ASSIGNMENT ▸ Give again, word for word, every line in the entries below from the line with "Keep to these rules. Indicate every instance of the ceiling with" up to and including the line with "Keep to these rules. Indicate every instance of the orange", and no other line.

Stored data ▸
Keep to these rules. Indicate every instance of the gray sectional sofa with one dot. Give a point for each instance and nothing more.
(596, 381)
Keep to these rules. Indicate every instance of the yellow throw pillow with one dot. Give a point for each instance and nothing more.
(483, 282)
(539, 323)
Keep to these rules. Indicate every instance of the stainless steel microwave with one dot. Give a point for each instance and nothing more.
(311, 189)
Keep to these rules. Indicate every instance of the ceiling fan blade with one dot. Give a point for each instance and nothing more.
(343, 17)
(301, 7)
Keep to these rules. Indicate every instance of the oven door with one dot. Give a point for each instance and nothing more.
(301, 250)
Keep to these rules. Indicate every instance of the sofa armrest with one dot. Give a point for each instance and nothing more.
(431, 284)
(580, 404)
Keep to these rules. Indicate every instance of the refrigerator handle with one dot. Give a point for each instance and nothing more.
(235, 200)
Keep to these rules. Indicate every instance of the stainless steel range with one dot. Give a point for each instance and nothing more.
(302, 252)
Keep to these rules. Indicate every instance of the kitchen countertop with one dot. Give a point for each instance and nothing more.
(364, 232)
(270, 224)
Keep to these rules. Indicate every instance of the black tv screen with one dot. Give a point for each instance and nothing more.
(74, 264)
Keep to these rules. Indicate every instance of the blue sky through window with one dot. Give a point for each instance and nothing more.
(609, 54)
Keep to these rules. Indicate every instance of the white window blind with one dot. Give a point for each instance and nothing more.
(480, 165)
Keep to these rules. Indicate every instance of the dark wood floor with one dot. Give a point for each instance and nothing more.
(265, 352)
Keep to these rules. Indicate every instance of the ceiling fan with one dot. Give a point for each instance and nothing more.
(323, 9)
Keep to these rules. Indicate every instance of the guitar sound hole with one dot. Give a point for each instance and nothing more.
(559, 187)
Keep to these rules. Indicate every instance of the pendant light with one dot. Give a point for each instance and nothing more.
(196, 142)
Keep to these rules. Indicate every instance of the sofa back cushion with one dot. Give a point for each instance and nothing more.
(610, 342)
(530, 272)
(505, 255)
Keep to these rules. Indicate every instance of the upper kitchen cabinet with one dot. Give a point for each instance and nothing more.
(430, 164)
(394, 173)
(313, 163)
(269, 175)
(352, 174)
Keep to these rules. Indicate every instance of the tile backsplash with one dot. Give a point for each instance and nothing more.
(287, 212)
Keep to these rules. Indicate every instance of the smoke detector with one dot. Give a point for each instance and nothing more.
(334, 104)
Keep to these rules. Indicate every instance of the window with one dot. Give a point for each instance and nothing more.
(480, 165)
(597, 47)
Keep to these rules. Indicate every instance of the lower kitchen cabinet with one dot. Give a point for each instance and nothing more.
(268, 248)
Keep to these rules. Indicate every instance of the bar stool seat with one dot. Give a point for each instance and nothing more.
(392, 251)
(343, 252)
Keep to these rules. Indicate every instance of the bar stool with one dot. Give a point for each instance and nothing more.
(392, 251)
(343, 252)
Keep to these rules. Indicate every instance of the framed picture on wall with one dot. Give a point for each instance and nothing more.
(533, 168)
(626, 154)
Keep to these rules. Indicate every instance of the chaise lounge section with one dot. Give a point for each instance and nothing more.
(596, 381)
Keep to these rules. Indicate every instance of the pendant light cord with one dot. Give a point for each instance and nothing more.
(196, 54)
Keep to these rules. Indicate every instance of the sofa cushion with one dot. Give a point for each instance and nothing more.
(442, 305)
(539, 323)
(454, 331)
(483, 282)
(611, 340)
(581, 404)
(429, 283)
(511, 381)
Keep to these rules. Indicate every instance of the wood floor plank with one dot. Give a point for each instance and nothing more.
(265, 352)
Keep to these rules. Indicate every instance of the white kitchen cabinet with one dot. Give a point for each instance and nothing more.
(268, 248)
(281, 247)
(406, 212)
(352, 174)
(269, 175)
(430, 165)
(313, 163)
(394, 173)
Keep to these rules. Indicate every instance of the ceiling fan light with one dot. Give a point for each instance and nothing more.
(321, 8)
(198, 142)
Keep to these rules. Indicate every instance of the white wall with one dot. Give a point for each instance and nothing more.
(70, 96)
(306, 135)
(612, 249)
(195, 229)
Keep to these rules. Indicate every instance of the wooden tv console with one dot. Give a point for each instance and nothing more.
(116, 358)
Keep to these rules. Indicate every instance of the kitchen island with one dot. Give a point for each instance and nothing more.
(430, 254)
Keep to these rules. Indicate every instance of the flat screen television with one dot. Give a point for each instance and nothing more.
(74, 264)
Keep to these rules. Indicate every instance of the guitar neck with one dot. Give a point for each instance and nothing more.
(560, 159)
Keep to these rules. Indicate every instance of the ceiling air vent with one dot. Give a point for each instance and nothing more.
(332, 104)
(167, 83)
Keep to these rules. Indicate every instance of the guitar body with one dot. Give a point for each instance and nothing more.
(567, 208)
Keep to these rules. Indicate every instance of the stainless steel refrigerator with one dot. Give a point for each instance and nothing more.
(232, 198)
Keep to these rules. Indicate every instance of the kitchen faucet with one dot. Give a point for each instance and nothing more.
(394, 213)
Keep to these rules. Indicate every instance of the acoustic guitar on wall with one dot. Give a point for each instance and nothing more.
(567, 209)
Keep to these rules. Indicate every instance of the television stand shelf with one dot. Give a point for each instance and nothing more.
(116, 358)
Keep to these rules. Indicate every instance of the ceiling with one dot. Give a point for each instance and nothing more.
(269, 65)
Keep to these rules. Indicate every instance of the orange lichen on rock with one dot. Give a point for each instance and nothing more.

---

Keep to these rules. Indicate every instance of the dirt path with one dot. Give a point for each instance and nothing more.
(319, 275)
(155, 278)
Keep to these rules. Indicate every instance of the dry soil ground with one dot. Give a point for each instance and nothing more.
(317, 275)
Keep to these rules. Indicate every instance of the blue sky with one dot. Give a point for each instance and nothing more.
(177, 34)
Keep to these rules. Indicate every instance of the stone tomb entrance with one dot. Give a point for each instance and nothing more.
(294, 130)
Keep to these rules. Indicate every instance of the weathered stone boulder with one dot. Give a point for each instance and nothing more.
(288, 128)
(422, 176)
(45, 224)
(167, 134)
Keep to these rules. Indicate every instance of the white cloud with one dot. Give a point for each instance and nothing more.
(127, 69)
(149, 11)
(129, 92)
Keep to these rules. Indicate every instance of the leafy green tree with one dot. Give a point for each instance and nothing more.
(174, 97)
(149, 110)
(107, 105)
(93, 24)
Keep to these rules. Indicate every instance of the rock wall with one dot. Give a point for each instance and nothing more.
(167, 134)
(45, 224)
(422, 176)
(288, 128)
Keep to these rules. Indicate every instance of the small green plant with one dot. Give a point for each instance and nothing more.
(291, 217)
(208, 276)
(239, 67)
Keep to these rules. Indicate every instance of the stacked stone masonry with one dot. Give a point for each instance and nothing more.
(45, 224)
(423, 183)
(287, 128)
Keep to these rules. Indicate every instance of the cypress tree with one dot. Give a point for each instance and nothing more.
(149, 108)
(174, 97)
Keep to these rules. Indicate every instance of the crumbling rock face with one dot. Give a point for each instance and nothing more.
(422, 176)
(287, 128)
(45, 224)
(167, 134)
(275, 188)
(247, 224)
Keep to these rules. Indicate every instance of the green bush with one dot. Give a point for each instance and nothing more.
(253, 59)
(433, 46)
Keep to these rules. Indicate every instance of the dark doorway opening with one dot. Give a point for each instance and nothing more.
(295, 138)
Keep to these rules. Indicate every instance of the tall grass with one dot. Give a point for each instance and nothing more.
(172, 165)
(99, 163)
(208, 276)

ANSWER TO THE EXERCISE ▸
Keep to these rules. Indicate every instance of the ceiling with one dot. Give a point for each instance and nothing more.
(269, 65)
Keep to these rules. Indicate every instance of the orange lichen on rock with one dot. Give a point for each instance and nothing more.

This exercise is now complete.